TASK TO COMPLETE :: How do the lines below between the ones holding "Locate every instance of the unpaved" and "Locate every instance of the person in dark", inclusive, read? Give them again exactly, with no other lines.

DATA FOR PROCESSING ::
________

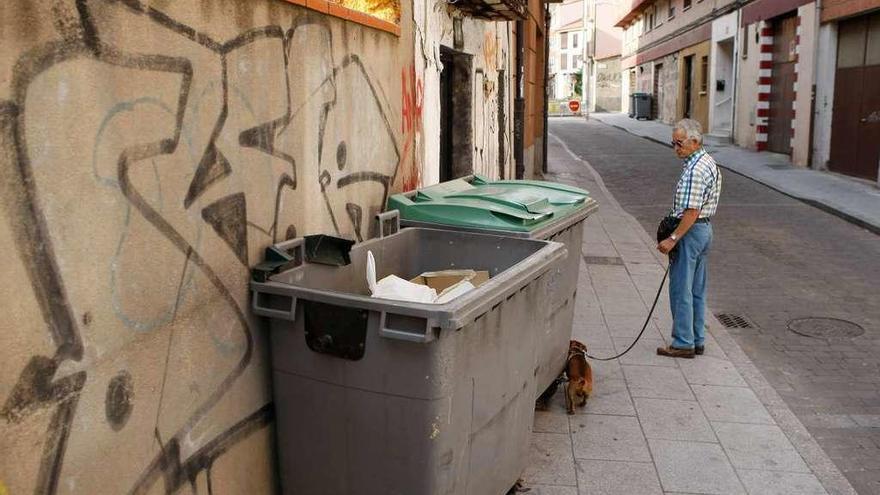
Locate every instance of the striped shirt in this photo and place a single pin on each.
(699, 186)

________

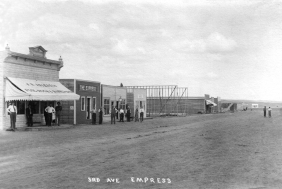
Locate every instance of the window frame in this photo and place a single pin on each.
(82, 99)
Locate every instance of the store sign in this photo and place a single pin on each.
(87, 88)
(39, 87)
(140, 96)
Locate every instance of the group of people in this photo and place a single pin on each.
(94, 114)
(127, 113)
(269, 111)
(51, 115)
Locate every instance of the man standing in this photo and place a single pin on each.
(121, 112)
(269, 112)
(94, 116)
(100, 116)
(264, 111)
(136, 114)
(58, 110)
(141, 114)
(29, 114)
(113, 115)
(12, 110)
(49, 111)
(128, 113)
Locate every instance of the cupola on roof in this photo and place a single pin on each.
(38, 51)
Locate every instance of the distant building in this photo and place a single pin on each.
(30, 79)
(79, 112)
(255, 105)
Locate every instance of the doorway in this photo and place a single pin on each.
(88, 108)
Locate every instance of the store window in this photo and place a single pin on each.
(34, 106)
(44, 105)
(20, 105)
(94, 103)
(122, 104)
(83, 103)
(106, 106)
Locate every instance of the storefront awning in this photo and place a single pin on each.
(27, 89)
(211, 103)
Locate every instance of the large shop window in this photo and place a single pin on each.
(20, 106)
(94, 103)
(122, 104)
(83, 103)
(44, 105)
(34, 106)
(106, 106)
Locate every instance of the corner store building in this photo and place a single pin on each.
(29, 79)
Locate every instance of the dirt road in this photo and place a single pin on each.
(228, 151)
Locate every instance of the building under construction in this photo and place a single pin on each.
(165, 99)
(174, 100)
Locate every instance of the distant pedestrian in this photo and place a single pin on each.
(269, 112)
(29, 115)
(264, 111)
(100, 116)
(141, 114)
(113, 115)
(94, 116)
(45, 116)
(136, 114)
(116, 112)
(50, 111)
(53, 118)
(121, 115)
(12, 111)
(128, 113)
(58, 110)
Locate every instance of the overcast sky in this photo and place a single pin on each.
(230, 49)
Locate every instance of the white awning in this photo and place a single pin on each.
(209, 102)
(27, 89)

________

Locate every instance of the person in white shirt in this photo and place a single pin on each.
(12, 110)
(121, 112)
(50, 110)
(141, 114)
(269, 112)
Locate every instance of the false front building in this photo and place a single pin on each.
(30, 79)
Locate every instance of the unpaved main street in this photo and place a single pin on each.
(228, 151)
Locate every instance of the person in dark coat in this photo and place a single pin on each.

________

OUTPUT ::
Locate every instance of the unpaved main street in this photo and place a single pin on each.
(228, 151)
Locate every instance of the person in dark coat in this photo and place a single pin on each.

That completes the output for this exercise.